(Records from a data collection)
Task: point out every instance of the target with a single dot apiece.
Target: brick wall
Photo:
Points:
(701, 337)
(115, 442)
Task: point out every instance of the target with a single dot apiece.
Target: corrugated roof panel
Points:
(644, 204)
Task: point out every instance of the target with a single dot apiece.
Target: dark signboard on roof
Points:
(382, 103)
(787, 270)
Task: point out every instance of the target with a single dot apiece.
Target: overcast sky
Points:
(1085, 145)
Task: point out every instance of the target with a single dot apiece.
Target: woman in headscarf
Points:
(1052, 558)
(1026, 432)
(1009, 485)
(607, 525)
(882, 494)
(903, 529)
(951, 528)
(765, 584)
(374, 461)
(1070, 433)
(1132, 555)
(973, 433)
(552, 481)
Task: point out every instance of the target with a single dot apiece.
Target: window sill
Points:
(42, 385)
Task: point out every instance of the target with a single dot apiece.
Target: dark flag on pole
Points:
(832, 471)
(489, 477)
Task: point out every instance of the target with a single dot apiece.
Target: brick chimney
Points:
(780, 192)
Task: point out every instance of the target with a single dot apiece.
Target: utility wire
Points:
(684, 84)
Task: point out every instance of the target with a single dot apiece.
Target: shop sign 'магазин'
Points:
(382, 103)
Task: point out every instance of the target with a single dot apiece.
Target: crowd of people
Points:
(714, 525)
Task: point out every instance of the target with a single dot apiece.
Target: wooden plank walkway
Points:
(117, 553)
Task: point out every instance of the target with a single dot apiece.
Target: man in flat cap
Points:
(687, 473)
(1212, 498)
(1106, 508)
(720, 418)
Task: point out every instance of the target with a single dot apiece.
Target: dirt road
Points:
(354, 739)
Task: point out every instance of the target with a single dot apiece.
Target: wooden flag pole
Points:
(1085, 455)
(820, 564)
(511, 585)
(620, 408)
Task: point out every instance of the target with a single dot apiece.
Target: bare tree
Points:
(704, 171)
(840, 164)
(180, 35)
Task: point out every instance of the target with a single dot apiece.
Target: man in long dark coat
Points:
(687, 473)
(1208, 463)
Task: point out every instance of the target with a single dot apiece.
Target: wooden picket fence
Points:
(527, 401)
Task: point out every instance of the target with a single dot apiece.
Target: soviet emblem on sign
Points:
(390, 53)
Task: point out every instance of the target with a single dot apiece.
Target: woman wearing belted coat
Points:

- WHAT THE EXERCISE ASKS
What lines in the data hold the word "wooden"? Return them.

- RESPONSE TO THE TASK
Target: wooden plank walkway
Target: wooden flag pole
Target: wooden picket fence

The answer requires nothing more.